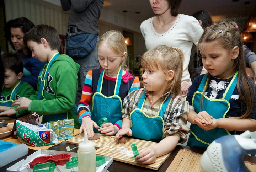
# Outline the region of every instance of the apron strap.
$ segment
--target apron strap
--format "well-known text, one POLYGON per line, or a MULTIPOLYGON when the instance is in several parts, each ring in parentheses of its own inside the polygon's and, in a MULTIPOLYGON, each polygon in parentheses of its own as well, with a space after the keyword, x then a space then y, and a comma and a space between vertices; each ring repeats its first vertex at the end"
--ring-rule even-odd
POLYGON ((232 95, 234 92, 235 88, 236 86, 236 82, 238 78, 238 71, 236 71, 232 78, 230 83, 229 84, 228 88, 226 89, 226 91, 224 93, 223 98, 225 99, 228 101, 229 101, 232 95))
MULTIPOLYGON (((104 69, 102 69, 102 71, 101 72, 100 75, 99 80, 98 82, 98 85, 97 85, 97 88, 96 92, 101 93, 101 90, 102 89, 102 84, 103 83, 103 80, 104 79, 104 76, 105 74, 105 71, 104 69)), ((114 93, 114 95, 118 95, 119 94, 119 90, 120 90, 120 87, 121 85, 121 81, 122 81, 122 77, 123 74, 123 70, 121 66, 119 67, 119 70, 117 73, 117 77, 116 81, 116 86, 115 86, 115 90, 114 93)))
POLYGON ((203 79, 202 79, 202 81, 201 81, 200 85, 199 86, 199 87, 197 90, 198 91, 199 91, 201 93, 203 93, 203 91, 204 88, 204 84, 206 83, 206 80, 207 79, 207 77, 208 75, 207 74, 206 74, 203 77, 203 79))
POLYGON ((145 101, 146 100, 146 99, 145 98, 145 97, 146 93, 145 93, 145 91, 144 91, 143 92, 143 93, 142 93, 142 95, 141 97, 140 97, 140 99, 139 101, 139 103, 138 103, 138 105, 137 106, 137 108, 140 109, 142 109, 143 105, 144 104, 144 102, 145 102, 145 101))
POLYGON ((119 68, 119 71, 117 74, 117 78, 116 81, 116 86, 115 87, 114 95, 118 95, 119 94, 119 90, 121 85, 121 81, 122 81, 122 77, 123 75, 123 70, 120 66, 119 68))
POLYGON ((21 80, 20 80, 18 84, 16 85, 16 86, 15 86, 15 87, 14 87, 14 89, 12 90, 12 93, 11 94, 11 98, 10 98, 10 99, 13 100, 13 98, 14 97, 14 96, 15 95, 15 94, 16 93, 16 92, 17 92, 17 90, 22 85, 22 81, 21 81, 21 80))
MULTIPOLYGON (((168 97, 165 100, 164 102, 162 103, 161 105, 161 107, 158 111, 158 113, 157 116, 159 116, 162 118, 163 117, 171 97, 171 94, 170 94, 168 97)), ((145 92, 144 92, 140 97, 140 99, 139 101, 139 103, 138 103, 138 105, 137 106, 137 108, 142 109, 142 107, 144 105, 145 100, 146 100, 145 97, 146 93, 145 92)))
POLYGON ((40 84, 39 85, 38 94, 38 96, 37 96, 38 100, 41 100, 43 98, 44 98, 43 96, 43 92, 44 89, 44 86, 45 85, 46 80, 46 79, 47 78, 47 76, 48 75, 48 72, 49 72, 49 71, 50 70, 50 68, 51 65, 52 65, 52 62, 53 61, 53 60, 55 60, 55 59, 56 59, 56 58, 58 57, 60 53, 58 52, 55 54, 53 55, 53 57, 52 58, 52 59, 51 59, 50 61, 49 61, 48 64, 47 65, 47 67, 46 67, 46 70, 44 72, 44 79, 43 80, 42 80, 42 75, 43 74, 43 71, 44 69, 44 67, 45 66, 44 66, 43 69, 41 71, 40 74, 39 74, 39 76, 41 76, 41 77, 41 77, 41 78, 39 79, 40 80, 39 80, 40 84), (43 85, 41 85, 42 84, 43 84, 43 85))
POLYGON ((165 112, 166 107, 167 107, 167 105, 168 105, 168 103, 169 103, 169 101, 171 98, 171 95, 170 93, 170 95, 165 100, 165 101, 163 103, 162 103, 161 105, 161 107, 160 108, 160 110, 158 111, 158 116, 159 116, 162 118, 164 117, 164 113, 165 112))

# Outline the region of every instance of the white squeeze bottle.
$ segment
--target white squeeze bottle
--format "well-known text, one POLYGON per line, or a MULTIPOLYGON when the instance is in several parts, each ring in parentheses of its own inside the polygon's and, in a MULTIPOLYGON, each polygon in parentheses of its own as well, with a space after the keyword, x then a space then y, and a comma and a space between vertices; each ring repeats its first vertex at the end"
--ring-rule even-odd
POLYGON ((83 142, 78 145, 78 161, 79 172, 96 172, 96 153, 94 143, 85 133, 83 142))

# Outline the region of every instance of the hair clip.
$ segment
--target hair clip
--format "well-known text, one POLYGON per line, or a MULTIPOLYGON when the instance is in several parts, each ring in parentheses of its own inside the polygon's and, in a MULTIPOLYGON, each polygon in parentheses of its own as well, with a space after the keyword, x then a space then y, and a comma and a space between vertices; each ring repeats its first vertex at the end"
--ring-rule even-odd
POLYGON ((212 30, 213 31, 217 31, 219 32, 219 33, 223 33, 224 32, 222 30, 214 30, 214 29, 212 30))

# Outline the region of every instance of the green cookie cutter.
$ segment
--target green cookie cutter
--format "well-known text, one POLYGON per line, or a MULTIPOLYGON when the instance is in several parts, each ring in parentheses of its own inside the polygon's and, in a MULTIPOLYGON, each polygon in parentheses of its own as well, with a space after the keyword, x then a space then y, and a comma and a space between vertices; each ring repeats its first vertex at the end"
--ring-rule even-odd
POLYGON ((101 126, 102 125, 103 125, 103 123, 105 123, 105 124, 106 124, 106 123, 107 123, 107 122, 108 121, 107 118, 106 117, 103 117, 101 118, 101 119, 99 121, 99 124, 100 124, 100 128, 102 128, 101 126), (104 121, 103 122, 102 122, 102 120, 104 121))
POLYGON ((105 157, 100 155, 96 155, 96 166, 100 166, 106 163, 105 157))
MULTIPOLYGON (((70 169, 78 166, 77 156, 72 157, 71 159, 72 161, 66 163, 67 169, 70 169)), ((106 163, 105 157, 100 155, 96 155, 96 166, 97 167, 100 166, 105 163, 106 163)))
POLYGON ((134 143, 132 145, 131 145, 131 147, 132 147, 132 150, 133 151, 133 156, 134 156, 134 159, 135 159, 135 161, 137 162, 137 161, 136 160, 136 157, 139 155, 139 152, 138 152, 136 144, 134 143))
POLYGON ((55 170, 55 163, 48 162, 35 165, 33 168, 33 172, 54 172, 55 170), (42 169, 48 167, 47 169, 42 169))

= = = = = = =

Lay out the lines above as a JSON list of strings, one string per line, from the first line through the one containing "MULTIPOLYGON (((104 69, 102". Skip blank lines and leave out the pictures.

THE REPLY:
[
  "# Outline the region of every instance of the apron strap.",
  "$ segment",
  "--target apron strap",
  "--format \"well-known text, one POLYGON per line, or a MULTIPOLYGON when the instance is in several parts, each ring in parentheses of its own inside the polygon's and, in a MULTIPOLYGON, each polygon in parentheses of its own as well, with a space after the keyword, x then a space then y, and a comma and a space between vertices; each ring repeats its first vertex at the end\"",
  "--ring-rule even-odd",
  "POLYGON ((232 95, 234 92, 235 88, 236 86, 236 82, 238 78, 238 71, 236 71, 232 78, 230 83, 229 84, 228 88, 226 89, 226 91, 224 93, 223 98, 225 99, 228 101, 229 101, 232 95))",
  "MULTIPOLYGON (((104 69, 102 69, 102 71, 101 72, 100 75, 99 80, 98 82, 98 85, 97 85, 97 88, 96 92, 101 93, 101 90, 102 89, 102 84, 103 83, 103 80, 104 79, 104 76, 105 74, 105 71, 104 69)), ((114 93, 114 95, 118 95, 119 94, 119 90, 120 90, 120 87, 121 85, 121 81, 122 81, 122 77, 123 74, 123 70, 121 66, 119 67, 119 70, 117 73, 117 77, 116 81, 116 86, 115 86, 115 90, 114 93)))"
]